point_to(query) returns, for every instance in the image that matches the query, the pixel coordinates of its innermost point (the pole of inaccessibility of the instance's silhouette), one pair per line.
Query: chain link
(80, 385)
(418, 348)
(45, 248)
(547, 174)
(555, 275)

■ Task item
What you return should match the data character for character.

■ Reply to the task
point_to(query) returns, for every instance in the image that matches the query, the pixel coordinates of its innermost point (the pole of inaccessibility of the instance's silhouette), one pair per line.
Query: chain link
(80, 385)
(418, 348)
(45, 248)
(547, 174)
(555, 275)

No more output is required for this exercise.